#### Given passage ####

After onsite treatment of this very concentrated industrial wastewater, the treated wastewater is then discharged to the municipal wastewater treatment plant. Because the industrial waste is pre-treated, it should not disrupt their operation and will be much easier for the municipality to manage and further treat, requiring less energy and cost to do so. All of this should result in water quality and quantity benefits.

Unfortunately, although we have demonstrated successful deployment of the technology with real wastewater, in its current form, this technology is not easily scaled up and each new application (e.g., breweries vs. dairies) requires customization in terms of the bacteria within the beads, the type of beads made, their size, and their number. All of this increases the cost of the technology and limits its use. The proposed research would advance this technology to the point of being "off the shelf." We will create an adaptable bacterial community that can be encapsulated in beads and used with a wide variety of wastewaters from the food- and beverage-processing industry. We will determine the optimal bead material to allow for bacterial growth within the beads. We will test the system at a pilot scale with multiple wastewaters. We will perform system optimization to decrease energy use (pumping, etc.) and maximize energy production.
II. PROJECT ACTIVITIES AND OUTCOMES

ACTIVITY 1: Develop an adaptable bacterial community and refine the encapsulating chemistry to enable reliable treatment of a range of industrial wastewaters

Description: A mixed bacterial community will be developed and tested that will grow within the encapsulation matrix (beads) and consume the wide variety of compounds in different wastewater streams. The encapsulation matrix will be optimized to protect the bacteria inside, provide space for them to grow, and enable the bacteria within the encapsulation matrix to access the variety of wastes that need to be consumed. The robustness of the treatment will be tested with a variety of wastewaters from food- and beverage-processing industries. ENRTF BUDGET: $179,070

Outcome - Completion Date
1.  Understand how a mixed hydrogen-producing community develops and grows when treating a variety of wastewaters - 01/31/22
2.  Understand how a mixed methane-producing community develops and grows when treating a variety of wastewaters - 06/31/22
3.  Demonstration of the two-stage hydrogen- and methane-producing technology with a range of wastewaters in the laboratory - 10/31/22

ACTIVITY 2: Pilot scale testing and design optimization of the wastewater treatment system.

Description: Using the microbial communities developed in Activity 1, the technology will be tested at the pilot scale at various industries (potato processing, candy manufacturing, brewery). A full evaluation of the design and operation of the system will be used to determine how to best maximize hydrogen and methane production while minimizing energy and equipment costs (e.g., pumping, gas collection). ENRTF BUDGET: $295,869

Outcome - Completion Date
1.  Scale up and demonstration of the technology at a pilot scale at multiple industries - 01/31/23
2. Optimization of system design and energy efficiency - 6/30/23

III. PROJECT PARTNERS AND COLLABORATORS:
Our primary project partners are Minnesota Department of Employment and Economic Development (DEED) and Metropolitan Council Environmental Services (MCES). Our team has been assembled to include expertise from the University of Minnesota in water treatment and energy generation (Novak and Arnold-Civil, Environmental, and Geo- Engineering; Wright-Mechanical Engineering). We have been working as a team to bring this novel technology to fruition.

####

§ Task 1
Reproduce the wastewater project text starting with "After onsite treatment" and going on through "and quantity benefits.", substituting "city" for every occurrence of "municipality".
§ Task 2
List the industries at which the wastewater project text says the technology will be tested at the pilot scale.

#### Listed entries ####

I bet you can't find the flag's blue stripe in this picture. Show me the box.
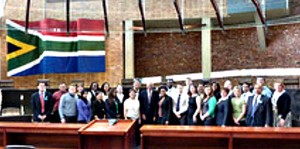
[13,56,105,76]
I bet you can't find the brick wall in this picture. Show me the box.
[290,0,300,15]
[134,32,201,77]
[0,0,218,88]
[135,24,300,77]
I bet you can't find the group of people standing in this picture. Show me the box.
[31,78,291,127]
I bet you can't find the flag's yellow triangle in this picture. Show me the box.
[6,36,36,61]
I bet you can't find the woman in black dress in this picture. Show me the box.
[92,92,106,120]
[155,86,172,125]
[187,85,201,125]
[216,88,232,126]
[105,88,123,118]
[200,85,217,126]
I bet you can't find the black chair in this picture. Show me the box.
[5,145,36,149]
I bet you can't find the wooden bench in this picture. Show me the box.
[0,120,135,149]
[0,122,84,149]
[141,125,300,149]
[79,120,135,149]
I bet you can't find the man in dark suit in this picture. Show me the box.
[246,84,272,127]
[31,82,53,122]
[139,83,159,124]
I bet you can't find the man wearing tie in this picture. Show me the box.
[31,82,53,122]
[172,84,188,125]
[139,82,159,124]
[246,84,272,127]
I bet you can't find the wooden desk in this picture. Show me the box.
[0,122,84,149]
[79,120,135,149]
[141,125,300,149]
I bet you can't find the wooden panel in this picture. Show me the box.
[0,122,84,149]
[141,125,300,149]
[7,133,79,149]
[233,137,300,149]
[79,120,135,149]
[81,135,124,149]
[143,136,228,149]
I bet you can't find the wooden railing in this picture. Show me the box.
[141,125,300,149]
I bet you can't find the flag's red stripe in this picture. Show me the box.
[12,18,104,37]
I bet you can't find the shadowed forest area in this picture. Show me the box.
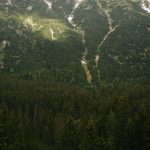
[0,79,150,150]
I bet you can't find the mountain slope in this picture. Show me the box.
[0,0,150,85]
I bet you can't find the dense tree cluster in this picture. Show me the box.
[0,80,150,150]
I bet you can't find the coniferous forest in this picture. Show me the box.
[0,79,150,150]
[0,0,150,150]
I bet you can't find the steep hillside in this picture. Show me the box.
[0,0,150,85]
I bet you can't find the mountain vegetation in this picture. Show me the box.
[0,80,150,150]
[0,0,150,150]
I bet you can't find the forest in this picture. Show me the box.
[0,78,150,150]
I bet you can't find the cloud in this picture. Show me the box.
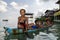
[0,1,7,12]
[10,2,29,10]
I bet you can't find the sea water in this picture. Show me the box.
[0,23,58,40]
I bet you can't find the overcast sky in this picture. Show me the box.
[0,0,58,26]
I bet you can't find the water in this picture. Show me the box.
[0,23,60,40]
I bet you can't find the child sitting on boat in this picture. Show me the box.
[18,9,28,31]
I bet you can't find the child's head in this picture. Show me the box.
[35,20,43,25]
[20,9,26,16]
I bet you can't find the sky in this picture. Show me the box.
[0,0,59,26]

####
#### Listed entries ####

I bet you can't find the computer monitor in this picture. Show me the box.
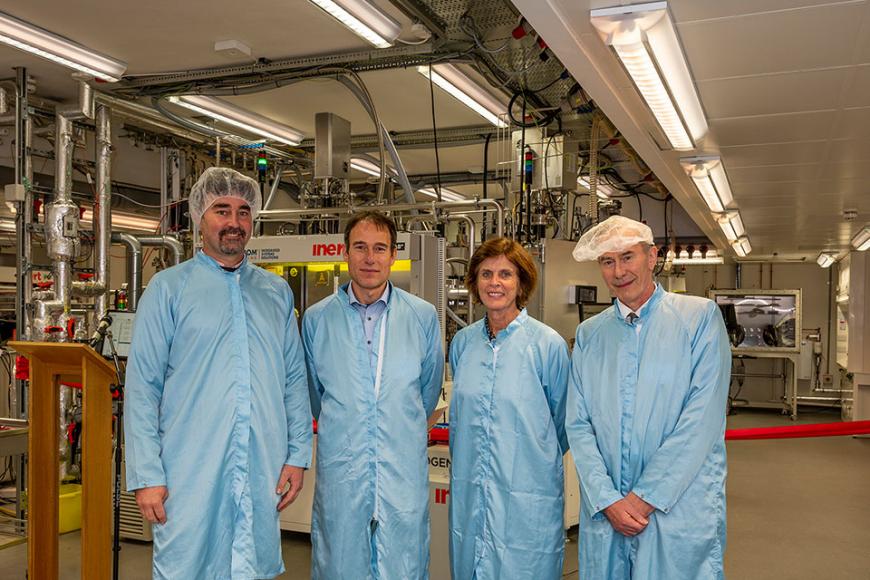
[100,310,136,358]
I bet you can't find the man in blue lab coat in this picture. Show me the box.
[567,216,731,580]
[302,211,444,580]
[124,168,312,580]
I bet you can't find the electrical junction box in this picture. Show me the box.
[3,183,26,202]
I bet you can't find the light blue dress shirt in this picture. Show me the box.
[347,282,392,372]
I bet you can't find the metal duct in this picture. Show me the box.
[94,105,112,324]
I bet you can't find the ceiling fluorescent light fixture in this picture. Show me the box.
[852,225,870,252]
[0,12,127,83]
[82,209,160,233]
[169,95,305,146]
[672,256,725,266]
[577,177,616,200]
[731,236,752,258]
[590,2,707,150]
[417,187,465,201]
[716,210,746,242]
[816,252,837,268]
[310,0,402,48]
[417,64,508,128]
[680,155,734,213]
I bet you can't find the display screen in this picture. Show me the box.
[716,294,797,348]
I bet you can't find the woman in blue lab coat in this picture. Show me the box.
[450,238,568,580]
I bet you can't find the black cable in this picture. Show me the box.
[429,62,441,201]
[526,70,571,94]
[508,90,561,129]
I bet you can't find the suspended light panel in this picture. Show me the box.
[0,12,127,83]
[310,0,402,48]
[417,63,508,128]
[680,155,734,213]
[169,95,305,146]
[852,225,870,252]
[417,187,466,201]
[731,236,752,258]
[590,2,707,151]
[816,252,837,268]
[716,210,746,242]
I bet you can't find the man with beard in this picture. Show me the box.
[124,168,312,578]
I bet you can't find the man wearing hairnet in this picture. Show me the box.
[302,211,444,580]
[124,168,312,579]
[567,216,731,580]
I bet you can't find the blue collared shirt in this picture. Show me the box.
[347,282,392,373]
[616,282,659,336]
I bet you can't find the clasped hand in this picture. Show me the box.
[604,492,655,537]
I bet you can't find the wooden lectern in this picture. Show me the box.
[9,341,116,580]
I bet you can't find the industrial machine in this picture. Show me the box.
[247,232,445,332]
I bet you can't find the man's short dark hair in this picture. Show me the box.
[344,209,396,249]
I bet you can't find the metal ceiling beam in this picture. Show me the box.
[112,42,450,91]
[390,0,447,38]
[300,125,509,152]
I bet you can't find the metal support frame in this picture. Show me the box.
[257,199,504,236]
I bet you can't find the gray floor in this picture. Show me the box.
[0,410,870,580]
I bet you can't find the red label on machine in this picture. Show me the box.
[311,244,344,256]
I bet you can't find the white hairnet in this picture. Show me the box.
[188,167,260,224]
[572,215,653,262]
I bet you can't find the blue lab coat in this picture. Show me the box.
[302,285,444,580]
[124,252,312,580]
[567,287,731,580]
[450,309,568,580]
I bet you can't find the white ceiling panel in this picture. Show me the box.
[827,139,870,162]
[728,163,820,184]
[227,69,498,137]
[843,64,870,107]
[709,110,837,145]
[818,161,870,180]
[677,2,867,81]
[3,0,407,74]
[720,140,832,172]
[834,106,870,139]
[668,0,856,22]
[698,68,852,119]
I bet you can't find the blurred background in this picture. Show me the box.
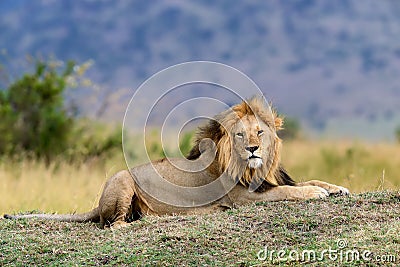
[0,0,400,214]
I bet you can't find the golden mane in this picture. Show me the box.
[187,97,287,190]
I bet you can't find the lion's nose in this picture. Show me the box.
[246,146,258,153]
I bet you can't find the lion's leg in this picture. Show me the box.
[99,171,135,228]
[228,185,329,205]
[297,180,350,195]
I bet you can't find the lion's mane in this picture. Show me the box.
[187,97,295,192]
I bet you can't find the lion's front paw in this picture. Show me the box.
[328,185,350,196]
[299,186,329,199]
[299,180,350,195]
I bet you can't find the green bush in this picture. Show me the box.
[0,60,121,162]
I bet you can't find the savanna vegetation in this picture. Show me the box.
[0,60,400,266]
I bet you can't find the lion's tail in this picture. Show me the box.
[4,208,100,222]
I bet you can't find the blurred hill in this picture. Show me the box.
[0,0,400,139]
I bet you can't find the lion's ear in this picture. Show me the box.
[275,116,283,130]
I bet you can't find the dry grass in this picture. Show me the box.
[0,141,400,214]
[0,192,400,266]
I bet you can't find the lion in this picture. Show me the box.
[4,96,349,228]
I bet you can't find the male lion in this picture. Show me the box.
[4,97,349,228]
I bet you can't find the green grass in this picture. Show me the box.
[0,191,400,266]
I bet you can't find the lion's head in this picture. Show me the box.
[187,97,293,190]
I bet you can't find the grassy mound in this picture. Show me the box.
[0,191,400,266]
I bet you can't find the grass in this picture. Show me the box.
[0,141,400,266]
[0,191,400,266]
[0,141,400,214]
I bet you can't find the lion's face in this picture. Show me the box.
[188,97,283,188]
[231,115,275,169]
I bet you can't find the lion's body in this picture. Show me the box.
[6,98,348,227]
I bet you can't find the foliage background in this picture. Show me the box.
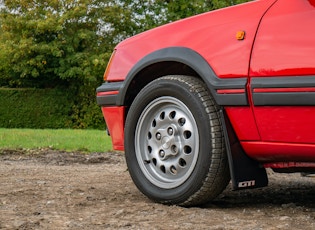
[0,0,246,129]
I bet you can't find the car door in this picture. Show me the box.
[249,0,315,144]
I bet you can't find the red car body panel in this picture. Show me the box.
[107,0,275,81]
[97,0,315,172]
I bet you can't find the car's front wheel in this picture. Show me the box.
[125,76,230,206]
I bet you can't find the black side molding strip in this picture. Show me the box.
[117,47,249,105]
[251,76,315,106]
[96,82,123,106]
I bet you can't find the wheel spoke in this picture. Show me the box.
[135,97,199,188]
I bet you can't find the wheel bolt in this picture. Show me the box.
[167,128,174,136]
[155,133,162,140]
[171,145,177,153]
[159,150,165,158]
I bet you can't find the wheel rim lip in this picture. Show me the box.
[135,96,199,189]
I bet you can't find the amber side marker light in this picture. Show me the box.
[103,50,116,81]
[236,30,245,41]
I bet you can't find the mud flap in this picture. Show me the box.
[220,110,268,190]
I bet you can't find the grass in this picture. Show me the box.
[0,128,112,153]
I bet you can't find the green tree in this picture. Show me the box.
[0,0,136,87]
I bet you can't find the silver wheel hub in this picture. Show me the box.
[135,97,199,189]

####
#### Listed entries ####

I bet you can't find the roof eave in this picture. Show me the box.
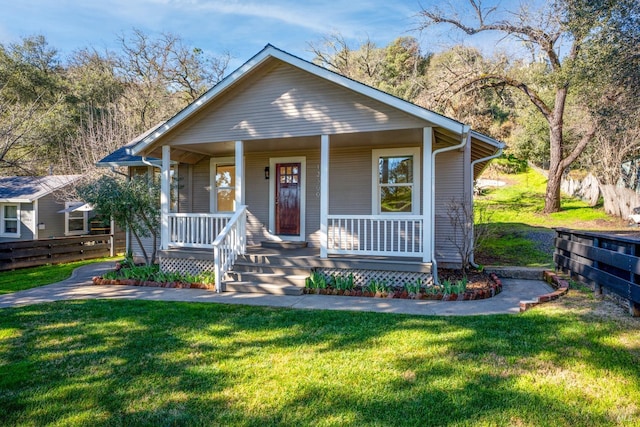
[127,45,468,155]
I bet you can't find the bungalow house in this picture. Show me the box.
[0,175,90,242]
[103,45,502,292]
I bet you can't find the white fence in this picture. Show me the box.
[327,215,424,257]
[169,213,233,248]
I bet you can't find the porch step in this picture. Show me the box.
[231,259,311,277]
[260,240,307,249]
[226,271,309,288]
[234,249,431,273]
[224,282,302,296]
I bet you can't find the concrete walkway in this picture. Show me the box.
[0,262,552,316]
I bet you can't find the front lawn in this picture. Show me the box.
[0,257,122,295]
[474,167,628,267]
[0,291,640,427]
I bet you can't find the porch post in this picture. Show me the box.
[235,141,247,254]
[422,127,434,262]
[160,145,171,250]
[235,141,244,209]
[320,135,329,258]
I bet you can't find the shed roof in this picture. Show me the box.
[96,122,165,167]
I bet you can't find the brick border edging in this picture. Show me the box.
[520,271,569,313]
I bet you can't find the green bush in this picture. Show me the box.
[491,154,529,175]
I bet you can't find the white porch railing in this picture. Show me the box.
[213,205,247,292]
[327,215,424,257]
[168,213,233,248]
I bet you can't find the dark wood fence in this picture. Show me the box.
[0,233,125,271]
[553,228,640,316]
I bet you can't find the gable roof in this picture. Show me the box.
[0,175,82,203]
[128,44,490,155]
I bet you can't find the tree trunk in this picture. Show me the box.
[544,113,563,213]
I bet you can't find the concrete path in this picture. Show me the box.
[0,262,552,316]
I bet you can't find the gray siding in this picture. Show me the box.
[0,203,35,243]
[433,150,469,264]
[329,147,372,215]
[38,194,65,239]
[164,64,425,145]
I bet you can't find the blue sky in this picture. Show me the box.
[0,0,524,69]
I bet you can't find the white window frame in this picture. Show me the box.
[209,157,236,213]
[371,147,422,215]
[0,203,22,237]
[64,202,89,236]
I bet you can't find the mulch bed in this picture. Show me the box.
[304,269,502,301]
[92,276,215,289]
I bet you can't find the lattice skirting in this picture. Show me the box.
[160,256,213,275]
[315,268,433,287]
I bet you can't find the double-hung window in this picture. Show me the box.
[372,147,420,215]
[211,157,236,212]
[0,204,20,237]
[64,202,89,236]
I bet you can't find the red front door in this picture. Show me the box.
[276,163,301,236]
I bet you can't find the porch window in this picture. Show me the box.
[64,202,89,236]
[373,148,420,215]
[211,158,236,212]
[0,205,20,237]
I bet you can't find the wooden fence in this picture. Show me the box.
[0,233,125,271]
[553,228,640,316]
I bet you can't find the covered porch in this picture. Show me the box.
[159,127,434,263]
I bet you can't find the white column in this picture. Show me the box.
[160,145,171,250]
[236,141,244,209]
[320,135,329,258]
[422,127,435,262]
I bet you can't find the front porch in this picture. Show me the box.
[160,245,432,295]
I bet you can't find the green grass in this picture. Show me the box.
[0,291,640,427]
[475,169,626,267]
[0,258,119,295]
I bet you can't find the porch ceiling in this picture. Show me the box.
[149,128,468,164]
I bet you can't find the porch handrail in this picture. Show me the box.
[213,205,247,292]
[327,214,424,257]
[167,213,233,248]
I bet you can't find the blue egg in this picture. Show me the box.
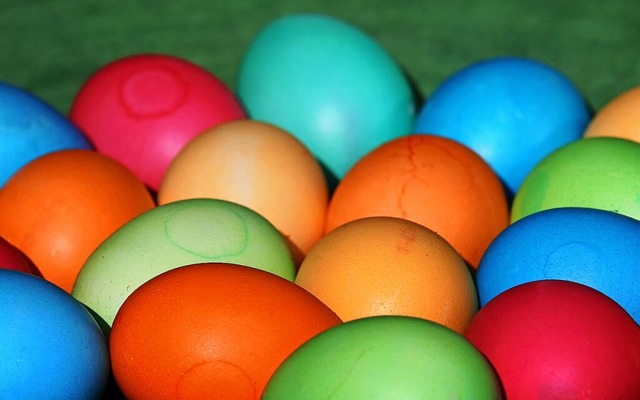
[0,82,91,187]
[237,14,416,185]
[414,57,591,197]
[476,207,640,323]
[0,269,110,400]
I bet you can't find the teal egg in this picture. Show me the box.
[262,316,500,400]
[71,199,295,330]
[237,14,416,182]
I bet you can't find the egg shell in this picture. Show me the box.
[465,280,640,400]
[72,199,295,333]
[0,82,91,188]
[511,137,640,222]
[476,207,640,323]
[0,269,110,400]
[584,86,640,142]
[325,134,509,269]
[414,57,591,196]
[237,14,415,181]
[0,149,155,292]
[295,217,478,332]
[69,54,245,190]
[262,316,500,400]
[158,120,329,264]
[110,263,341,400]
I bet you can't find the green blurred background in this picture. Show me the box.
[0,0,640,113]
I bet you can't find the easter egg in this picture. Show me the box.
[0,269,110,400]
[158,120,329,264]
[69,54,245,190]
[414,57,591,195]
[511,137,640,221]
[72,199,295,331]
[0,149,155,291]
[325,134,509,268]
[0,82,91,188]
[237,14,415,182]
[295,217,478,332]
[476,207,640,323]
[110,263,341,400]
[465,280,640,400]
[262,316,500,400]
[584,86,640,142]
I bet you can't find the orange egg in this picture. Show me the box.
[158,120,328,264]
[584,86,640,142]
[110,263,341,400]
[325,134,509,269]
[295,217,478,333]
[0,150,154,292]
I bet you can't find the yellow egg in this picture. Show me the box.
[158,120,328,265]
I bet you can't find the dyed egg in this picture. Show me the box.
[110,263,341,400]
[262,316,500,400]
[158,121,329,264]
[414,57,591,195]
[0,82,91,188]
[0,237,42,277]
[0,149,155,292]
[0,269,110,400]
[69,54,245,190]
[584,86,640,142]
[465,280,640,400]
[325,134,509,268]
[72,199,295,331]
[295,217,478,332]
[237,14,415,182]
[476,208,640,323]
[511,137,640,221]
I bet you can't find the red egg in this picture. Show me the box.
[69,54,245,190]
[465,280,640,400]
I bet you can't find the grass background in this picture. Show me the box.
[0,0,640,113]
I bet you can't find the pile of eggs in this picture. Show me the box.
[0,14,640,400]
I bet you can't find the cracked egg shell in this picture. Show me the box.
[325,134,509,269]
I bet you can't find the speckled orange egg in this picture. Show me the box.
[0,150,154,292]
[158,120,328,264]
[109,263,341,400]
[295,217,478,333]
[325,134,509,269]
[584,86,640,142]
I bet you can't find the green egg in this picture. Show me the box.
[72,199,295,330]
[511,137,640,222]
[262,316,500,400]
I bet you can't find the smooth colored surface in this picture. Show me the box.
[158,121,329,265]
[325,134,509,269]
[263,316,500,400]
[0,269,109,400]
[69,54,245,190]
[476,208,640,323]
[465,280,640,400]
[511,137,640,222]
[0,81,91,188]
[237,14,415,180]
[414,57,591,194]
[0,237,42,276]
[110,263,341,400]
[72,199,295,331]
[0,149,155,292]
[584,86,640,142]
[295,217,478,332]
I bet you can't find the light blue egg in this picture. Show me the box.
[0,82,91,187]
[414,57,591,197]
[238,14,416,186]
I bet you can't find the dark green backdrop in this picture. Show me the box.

####

§ Task result 1
After onsite treatment of this very concentrated industrial wastewater, the treated wastewater is then discharged to the municipal wastewater treatment plant. Because the industrial waste is pre-treated, it should not disrupt their operation and will be much easier for the city to manage and further treat, requiring less energy and cost to do so. All of this should result in water quality and quantity benefits.

§ Task result 2
Potato processing, candy manufacturing, brewery